GIVEN EXERCISE:
Rewrite the lines below, from the first one through the line with "(73, 24), (237, 212)", and raise every coordinate in the answers by 100. Keep everything else unchanged.

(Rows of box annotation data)
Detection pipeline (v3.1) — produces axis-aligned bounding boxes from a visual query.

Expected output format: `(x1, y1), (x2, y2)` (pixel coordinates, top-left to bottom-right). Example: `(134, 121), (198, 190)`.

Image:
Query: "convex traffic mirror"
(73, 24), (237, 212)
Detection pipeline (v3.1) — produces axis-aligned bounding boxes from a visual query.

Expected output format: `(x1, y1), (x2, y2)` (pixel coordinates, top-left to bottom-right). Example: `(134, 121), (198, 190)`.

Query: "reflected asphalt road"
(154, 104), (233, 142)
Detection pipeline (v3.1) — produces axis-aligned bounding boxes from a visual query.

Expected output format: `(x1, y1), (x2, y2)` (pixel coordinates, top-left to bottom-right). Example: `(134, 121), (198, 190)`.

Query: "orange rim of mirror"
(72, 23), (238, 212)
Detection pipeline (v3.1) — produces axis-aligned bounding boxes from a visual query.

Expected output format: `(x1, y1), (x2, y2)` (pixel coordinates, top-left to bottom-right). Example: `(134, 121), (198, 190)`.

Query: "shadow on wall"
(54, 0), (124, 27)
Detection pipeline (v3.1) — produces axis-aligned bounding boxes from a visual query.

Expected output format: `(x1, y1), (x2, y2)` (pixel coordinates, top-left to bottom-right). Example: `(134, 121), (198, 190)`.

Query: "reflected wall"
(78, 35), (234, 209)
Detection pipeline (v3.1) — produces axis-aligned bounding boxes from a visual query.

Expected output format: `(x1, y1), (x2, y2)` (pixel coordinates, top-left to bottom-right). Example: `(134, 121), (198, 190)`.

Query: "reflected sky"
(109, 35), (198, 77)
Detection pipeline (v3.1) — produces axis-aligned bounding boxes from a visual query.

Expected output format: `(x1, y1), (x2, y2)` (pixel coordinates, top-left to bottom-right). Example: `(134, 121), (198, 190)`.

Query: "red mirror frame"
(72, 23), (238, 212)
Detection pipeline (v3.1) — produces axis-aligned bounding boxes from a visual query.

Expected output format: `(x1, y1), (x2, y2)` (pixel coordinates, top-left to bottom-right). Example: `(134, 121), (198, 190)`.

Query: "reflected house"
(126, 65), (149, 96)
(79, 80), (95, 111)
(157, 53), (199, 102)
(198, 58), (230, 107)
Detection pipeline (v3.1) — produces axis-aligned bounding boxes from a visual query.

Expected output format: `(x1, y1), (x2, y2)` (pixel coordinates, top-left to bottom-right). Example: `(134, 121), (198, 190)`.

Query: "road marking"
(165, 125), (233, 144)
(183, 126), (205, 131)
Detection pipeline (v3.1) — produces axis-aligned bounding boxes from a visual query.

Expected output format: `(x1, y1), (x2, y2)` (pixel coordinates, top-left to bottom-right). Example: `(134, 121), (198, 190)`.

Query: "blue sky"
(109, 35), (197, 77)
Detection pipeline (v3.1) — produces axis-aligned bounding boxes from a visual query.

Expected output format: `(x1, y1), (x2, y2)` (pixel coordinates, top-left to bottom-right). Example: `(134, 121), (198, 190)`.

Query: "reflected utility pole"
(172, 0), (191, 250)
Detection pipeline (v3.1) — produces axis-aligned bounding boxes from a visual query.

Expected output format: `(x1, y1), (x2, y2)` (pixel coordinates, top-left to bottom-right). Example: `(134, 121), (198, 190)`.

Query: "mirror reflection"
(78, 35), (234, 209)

EXERCISE ANSWER:
Detection pipeline (v3.1) — produces axis-aligned bounding boxes from a visual query.

Expected output format: `(x1, y1), (x2, y2)` (pixel coordinates, top-left to bottom-right). Example: `(134, 121), (198, 190)`.

Image:
Query: "convex traffic mirror"
(173, 124), (337, 312)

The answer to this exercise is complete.